* Given passage:
+ + + +

Decades ago, American children faced a dreaded daily routine to prevent rickets and promote overall health: swallowing cod liver oil.
“Before the 1930s, when milk began to be fortified with vitamin D in this country, it was very, very common that children would have been given cod liver oil as a source of vitamin D,” said Allen Knehans, professor of nutritional sciences at the University of Oklahoma Health Sciences Center.
However, a report issued this month by 16 experts said cod liver oil is not a good source of vital vitamin D because the oil also includes toxic levels of vitamin A.
“Americans continue to consume multivitamins and/or cod liver oil containing disproportionately small amounts of vitamin D but detrimental quantities of vitamin A,” the experts said in the report in the Annals of Otology, Rhinology & Laryngology. The high level of vitamin A in cod liver oil “will mask the benefit of adequate vitamin D nutrition,” it said.
Knehans, who was not involved in creating the report, said vitamin A is “clearly toxic” and that high doses over a long period could result in blurred vision, stupor, even coma. “It can be pretty serious.”

+ + + +

* Supplied data:

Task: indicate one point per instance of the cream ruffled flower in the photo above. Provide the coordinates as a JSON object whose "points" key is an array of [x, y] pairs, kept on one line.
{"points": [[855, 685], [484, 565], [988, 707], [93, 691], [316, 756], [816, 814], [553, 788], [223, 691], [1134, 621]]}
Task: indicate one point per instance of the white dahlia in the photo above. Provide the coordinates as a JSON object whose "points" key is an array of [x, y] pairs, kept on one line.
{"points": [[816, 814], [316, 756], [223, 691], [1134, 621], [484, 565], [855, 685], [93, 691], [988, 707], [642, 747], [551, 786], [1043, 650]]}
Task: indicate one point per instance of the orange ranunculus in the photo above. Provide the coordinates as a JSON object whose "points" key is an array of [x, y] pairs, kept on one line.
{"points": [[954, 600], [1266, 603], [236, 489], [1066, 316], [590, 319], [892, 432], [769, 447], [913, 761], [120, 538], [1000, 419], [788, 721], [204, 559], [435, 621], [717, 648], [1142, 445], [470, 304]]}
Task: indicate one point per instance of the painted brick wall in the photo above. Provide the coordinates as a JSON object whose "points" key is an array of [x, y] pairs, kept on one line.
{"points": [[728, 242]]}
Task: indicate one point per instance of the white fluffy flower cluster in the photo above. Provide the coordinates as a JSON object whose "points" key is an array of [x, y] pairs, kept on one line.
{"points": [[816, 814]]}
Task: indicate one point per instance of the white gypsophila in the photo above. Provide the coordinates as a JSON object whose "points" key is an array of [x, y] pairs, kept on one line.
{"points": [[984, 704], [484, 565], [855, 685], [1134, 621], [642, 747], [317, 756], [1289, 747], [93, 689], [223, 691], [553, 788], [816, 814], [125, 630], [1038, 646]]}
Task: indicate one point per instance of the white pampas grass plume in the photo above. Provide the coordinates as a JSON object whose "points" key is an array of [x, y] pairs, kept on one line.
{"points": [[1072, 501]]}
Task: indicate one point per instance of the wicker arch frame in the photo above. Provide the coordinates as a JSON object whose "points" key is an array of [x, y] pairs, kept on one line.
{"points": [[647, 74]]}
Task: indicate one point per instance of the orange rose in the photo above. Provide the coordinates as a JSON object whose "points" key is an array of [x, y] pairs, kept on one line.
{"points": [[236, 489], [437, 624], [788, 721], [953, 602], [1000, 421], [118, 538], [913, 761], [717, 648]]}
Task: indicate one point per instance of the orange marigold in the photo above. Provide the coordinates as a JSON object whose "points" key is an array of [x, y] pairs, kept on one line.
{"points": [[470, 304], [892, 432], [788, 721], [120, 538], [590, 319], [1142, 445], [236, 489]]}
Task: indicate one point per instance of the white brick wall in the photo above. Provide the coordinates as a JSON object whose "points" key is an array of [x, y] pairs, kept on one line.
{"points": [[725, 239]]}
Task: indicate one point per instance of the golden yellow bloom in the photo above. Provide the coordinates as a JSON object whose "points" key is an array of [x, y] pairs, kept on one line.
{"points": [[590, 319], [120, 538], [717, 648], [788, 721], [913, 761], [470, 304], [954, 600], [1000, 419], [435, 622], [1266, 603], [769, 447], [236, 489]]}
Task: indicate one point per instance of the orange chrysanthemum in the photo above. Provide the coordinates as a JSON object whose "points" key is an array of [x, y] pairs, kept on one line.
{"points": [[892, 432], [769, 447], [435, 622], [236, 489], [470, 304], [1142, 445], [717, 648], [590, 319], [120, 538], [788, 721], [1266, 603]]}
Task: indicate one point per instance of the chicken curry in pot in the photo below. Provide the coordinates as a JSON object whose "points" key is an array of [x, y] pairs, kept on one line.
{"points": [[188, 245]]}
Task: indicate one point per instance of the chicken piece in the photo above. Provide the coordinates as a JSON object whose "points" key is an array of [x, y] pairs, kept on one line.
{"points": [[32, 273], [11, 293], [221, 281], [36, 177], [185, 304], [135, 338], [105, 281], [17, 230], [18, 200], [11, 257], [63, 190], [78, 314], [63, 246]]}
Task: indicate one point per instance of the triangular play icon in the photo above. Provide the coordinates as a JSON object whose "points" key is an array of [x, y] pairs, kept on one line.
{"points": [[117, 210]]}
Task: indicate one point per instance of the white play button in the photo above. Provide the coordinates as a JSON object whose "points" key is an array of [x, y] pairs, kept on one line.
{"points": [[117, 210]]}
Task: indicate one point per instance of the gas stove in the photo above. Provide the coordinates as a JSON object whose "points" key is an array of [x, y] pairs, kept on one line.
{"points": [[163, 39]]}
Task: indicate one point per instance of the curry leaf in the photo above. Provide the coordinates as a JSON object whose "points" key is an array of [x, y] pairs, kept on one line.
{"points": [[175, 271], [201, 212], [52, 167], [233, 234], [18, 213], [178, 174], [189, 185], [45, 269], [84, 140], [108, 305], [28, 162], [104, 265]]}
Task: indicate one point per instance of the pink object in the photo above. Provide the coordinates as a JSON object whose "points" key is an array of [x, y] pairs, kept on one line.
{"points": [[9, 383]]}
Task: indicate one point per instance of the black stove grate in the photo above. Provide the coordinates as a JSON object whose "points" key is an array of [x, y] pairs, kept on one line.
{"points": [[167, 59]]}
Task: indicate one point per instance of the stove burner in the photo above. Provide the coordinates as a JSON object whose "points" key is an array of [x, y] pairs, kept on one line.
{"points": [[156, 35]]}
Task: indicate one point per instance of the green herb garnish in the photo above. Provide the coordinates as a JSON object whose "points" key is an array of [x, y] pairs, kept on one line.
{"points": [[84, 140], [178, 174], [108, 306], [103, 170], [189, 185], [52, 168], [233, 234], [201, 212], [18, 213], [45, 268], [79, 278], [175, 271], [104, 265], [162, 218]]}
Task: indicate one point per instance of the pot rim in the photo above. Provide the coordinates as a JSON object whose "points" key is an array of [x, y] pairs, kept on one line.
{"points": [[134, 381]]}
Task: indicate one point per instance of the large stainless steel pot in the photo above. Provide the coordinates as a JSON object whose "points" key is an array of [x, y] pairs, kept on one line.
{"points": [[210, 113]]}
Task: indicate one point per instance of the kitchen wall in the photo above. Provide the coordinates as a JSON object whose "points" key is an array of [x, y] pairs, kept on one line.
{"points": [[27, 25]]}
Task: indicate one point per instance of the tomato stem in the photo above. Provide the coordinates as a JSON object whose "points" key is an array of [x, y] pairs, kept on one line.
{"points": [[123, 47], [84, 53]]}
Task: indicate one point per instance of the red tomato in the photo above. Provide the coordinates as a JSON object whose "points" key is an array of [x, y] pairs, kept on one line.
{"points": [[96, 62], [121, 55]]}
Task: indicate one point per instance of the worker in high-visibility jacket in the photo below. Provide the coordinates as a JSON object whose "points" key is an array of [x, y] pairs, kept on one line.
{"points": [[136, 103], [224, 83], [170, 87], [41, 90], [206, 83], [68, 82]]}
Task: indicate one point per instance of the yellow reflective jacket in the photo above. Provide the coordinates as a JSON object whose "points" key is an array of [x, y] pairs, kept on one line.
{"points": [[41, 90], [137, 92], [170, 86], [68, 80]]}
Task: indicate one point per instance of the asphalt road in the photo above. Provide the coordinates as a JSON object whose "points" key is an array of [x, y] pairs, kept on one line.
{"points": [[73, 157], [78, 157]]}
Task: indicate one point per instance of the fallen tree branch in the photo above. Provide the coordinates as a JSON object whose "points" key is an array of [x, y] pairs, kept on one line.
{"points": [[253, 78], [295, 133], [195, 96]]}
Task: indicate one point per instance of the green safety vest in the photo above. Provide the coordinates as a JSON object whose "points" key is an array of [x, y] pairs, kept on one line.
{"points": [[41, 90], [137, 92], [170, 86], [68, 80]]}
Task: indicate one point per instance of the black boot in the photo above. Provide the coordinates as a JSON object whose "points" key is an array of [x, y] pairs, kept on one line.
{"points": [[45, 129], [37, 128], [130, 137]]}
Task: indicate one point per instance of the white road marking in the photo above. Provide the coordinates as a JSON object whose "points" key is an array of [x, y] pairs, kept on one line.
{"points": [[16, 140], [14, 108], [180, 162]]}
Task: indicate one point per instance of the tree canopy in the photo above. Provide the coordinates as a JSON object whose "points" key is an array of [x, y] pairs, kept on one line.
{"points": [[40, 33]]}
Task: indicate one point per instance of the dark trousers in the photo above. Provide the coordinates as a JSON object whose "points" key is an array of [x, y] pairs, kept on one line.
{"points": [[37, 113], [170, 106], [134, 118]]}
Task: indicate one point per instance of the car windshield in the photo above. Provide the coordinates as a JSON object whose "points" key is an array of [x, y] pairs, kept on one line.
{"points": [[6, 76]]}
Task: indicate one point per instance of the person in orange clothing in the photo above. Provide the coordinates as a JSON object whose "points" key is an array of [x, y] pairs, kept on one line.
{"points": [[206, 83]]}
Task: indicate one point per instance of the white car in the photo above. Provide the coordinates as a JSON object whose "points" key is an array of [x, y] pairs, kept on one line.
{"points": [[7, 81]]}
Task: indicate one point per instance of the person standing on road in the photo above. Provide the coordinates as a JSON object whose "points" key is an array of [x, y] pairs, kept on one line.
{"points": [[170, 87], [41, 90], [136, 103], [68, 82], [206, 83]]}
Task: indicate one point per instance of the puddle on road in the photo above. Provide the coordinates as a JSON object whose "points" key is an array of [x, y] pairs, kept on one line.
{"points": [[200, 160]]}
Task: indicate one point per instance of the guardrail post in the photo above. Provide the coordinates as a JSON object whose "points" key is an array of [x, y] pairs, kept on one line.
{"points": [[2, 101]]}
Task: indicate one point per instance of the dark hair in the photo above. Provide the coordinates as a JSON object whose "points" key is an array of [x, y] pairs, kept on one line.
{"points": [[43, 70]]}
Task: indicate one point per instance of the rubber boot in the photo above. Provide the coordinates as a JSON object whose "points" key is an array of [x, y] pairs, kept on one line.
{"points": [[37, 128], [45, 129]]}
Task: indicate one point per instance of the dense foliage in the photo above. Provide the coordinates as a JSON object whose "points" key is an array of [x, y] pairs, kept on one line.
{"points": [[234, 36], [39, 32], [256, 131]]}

+ + + +

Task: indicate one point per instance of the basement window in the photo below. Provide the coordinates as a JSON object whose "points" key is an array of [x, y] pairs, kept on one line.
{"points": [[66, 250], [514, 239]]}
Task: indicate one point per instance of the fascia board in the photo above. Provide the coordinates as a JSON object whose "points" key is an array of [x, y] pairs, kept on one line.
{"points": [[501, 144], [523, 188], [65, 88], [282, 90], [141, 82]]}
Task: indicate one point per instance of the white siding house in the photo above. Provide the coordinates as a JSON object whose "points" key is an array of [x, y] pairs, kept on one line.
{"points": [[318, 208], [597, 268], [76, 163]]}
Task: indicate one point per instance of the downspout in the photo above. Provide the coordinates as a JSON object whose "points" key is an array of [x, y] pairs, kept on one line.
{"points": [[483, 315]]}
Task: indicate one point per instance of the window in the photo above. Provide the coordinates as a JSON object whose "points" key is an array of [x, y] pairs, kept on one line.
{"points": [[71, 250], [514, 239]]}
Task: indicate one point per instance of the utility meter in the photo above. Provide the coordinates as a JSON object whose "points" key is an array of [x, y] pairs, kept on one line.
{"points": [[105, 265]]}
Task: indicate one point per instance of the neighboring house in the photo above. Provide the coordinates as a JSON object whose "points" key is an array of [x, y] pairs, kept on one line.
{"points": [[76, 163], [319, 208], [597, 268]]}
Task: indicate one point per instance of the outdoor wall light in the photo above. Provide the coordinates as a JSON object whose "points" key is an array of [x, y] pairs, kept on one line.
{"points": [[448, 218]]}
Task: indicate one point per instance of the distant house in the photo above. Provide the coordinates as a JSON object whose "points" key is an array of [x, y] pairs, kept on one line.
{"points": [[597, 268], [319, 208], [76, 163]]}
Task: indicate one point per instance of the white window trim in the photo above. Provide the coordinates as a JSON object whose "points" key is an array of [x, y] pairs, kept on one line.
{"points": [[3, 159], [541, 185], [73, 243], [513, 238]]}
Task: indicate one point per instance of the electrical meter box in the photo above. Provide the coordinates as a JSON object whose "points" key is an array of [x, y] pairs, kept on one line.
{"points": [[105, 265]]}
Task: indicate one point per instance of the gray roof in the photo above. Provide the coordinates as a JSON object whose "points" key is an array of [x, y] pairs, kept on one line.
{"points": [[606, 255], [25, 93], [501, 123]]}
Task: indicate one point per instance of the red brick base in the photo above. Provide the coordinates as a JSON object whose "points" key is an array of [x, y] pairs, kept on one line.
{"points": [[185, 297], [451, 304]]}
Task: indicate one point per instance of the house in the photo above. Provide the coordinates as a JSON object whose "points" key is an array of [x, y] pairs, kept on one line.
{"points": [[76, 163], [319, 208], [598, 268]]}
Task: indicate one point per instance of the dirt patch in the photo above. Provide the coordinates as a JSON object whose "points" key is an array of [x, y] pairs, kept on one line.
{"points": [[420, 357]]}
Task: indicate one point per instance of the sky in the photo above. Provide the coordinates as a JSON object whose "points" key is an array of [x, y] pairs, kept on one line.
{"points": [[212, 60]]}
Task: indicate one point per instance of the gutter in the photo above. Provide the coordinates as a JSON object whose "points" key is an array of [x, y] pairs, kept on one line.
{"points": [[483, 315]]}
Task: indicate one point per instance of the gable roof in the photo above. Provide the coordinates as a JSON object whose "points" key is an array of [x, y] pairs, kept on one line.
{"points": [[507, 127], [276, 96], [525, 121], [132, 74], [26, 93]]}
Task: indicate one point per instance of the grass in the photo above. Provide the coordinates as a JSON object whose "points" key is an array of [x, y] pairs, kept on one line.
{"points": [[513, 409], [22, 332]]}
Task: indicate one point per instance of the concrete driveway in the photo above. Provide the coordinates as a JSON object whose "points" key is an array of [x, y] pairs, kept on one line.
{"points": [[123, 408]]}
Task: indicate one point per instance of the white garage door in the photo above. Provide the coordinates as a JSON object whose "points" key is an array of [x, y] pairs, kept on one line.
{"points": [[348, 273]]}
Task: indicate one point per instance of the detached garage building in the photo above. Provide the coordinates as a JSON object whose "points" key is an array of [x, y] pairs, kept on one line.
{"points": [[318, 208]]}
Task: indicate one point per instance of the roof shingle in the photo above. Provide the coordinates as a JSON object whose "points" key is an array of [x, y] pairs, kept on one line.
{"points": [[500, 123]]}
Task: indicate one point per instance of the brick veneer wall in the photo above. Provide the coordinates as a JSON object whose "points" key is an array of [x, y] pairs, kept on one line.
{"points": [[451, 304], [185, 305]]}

+ + + +

* Task list:
[a] Extract the part of the cod liver oil passage from "Decades ago, American" to "Health Sciences Center.", copying it word for word.
[b] Using the cod liver oil passage, say whether each statement agrees with it. Answer yes or no, and quote the words that decide it.
(i) The report was issued by 16 experts.
(ii) Knehans helped create the report.
(iii) The report says cod liver oil contains toxic levels of vitamin D.
[c] Proceed with the cod liver oil passage, picking up after its last sentence.

* Results in order:
[a]
Decades ago, American children faced a dreaded daily routine to prevent rickets and promote overall health: swallowing cod liver oil.
“Before the 1930s, when milk began to be fortified with vitamin D in this country, it was very, very common that children would have been given cod liver oil as a source of vitamin D,” said Allen Knehans, professor of nutritional sciences at the University of Oklahoma Health Sciences Center.

[b]
(i) Yes: "a report issued this month by 16 experts"
(ii) No: "who was not involved in creating the report"
(iii) No: "because the oil also includes toxic levels of vitamin A"

[c]
The report lauded many apparent benefits of vitamin D, from reduction of influenza and respiratory infections to increased immunity and even prevention of cancer, diabetes and chronic diseases. It also warned of dangers of vitamin D deficiency, including autism, asthma and autoimmune diabetes.
Diet alone cannot solve the problem, the scientists said.
They also said many multivitamins contain far too much vitamin A and far too little vitamin D. They called on federal officials to boost the recommended levels of vitamin D, saying “current official guidelines and limitations for vitamin D intakes are scientifically indefensible.”
Federal guidelines urge people to have a daily vitamin D intake of 200 IU for infants to 600 IU for those 71 and older.